:: Collected data ::

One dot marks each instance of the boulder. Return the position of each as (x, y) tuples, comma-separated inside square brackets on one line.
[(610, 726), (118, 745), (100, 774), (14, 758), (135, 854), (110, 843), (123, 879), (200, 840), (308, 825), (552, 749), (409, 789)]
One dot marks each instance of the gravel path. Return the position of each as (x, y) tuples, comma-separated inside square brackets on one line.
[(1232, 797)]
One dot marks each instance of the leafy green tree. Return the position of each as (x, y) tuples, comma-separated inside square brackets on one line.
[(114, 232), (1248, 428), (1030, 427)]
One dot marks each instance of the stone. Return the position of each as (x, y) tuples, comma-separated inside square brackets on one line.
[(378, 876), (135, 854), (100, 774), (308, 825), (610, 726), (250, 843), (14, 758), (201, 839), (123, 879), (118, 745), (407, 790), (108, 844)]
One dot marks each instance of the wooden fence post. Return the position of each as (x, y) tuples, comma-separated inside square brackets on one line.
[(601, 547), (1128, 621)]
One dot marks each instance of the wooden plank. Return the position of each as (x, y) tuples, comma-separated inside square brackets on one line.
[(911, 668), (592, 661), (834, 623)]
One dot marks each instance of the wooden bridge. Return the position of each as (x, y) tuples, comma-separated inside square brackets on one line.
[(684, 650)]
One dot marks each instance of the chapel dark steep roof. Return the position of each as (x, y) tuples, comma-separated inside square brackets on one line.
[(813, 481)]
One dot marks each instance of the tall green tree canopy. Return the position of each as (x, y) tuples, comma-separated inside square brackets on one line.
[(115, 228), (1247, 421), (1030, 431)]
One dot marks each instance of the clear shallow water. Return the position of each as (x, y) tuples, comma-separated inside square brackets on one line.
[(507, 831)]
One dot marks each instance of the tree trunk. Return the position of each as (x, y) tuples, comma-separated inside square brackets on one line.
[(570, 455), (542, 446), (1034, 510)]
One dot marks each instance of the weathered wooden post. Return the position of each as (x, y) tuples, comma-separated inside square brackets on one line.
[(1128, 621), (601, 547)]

:: Brief ::
Word for word, restate only the lines from the one containing "One dot marks each instance of the weathered" through the last line of the entries, with both ends kept.

:: Your solution ::
One dot marks each instance of the weathered wooden post. Return the position of each as (x, y) tuples, comma-separated inside square brackets on one line.
[(1128, 621), (601, 547)]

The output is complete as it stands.